_WHAT THIS TASK INVOLVES:_
Please pull from the listing every line that contains the word "railing".

_DATA SHOWN:_
===============

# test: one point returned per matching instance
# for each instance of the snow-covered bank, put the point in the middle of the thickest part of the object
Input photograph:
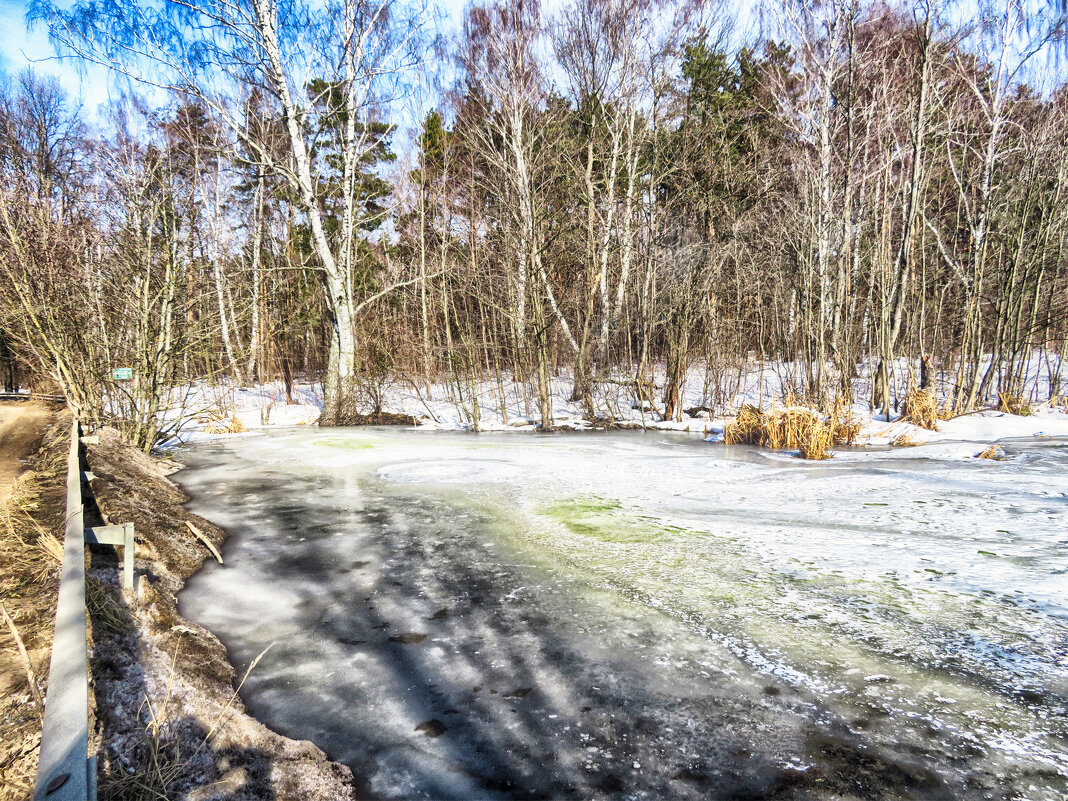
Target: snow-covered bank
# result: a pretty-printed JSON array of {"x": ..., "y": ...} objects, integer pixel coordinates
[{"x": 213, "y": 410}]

===============

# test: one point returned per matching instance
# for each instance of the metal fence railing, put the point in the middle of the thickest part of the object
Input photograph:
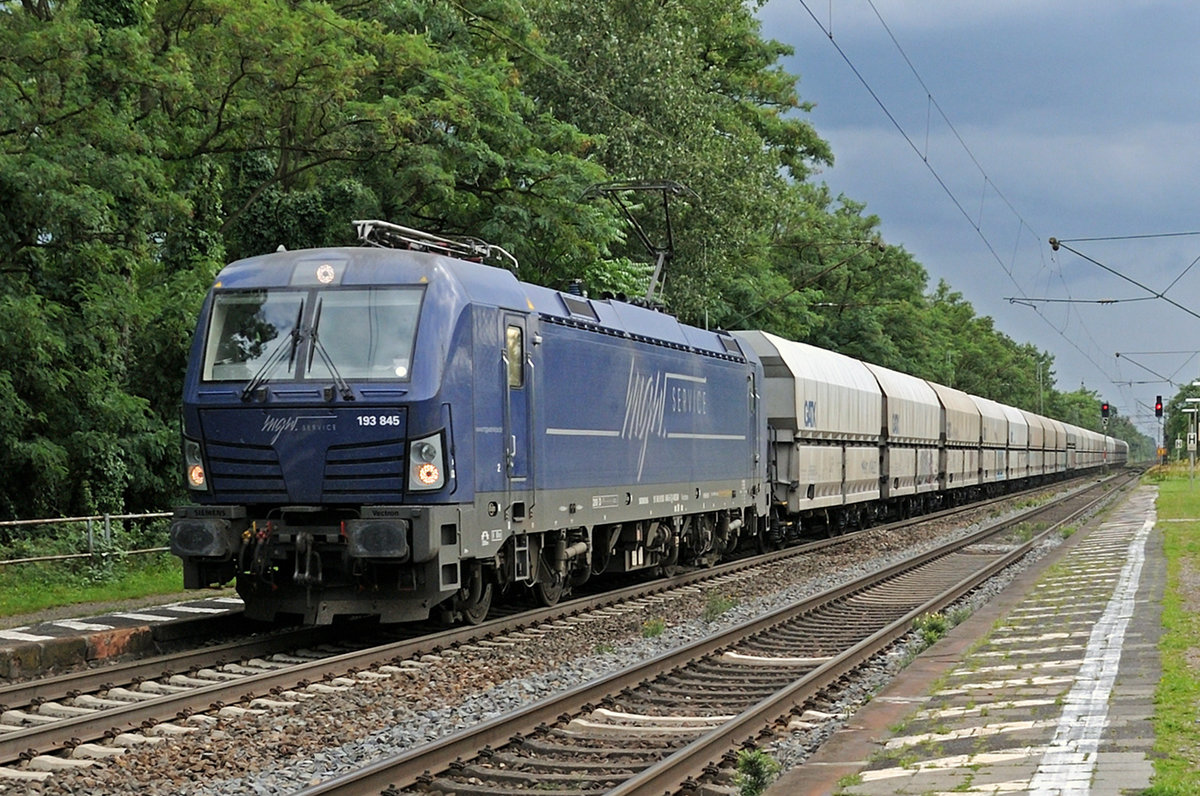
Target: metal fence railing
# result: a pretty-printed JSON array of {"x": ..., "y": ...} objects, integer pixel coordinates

===============

_RESULT:_
# for each instance of the metal fence railing, put the point in the middle of the thickest part of the object
Target: metal fence railing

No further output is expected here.